**EXTRACT**
□ □ □ □ □

Importance of SARB’s independence underlined during centenary celebration

30th June 2021 By: Terence Creamer - Creamer Media Editor

 Importance of SARB’s independence underlined during centenary celebration

To mark its centenary, the SARB will issue a commemorative circulation R5 coin

The importance of the South African Reserve Bank’s (SARB’s) independence was underlined repeatedly during a virtual celebration held on Wednesday to mark the institution’s centenary – the bank opened its doors to the public at its first premises in Church Street, Pretoria, on June 30, 1921.

In her address, International Monetary Fund MD Kristalina Georgieva described the SARB as a “role-model of independence, professionalism and integrity within South Africa, across the continent and beyond”.

She argued that the SARB’s continued independence should be viewed as one of its three main achievements, with the others being its dogged pursuit of its price-stability mandate and boosting financial resilience through effective regulation and supervision.

“Strong institutions were the foundation of sustainable and inclusive economic growth – something we are all striving for as we look beyond the pandemic,” Georgieva said.

Likewise, Finance Minister Tito Mboweni also stressed the importance of the bank’s independence in his address.

□ □ □ □ □

**EXCERPTED RECORDS**
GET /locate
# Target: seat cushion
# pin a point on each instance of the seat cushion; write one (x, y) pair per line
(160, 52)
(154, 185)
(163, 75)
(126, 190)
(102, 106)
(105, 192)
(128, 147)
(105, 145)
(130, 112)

□ □ □ □ □

**REQUIREMENT A**
Write out the part of the SARB centenary article between "The importance of the South" and "June 30, 1921.", inclusive.
**REQUIREMENT B**
Does each statement agree with the SARB centenary article? (i) The bank first opened to the public in Church Street, Pretoria, on June 30, 1921. (ii) To mark its centenary, the SARB will issue a commemorative R10 coin. (iii) Georgieva listed four main achievements of the SARB. Answer yes or no for each, quoting the words that decide it.
The data was taken from a different source than the article.

**YOUR SOLUTION A**
The importance of the South African Reserve Bank’s (SARB’s) independence was underlined repeatedly during a virtual celebration held on Wednesday to mark the institution’s centenary – the bank opened its doors to the public at its first premises in Church Street, Pretoria, on June 30, 1921.

**YOUR SOLUTION B**
(i) Yes: "the bank opened its doors to the public at its first premises in Church Street, Pretoria, on June 30, 1921."
(ii) No: "the SARB will issue a commemorative circulation R5 coin"
(iii) No: "one of its three main achievements"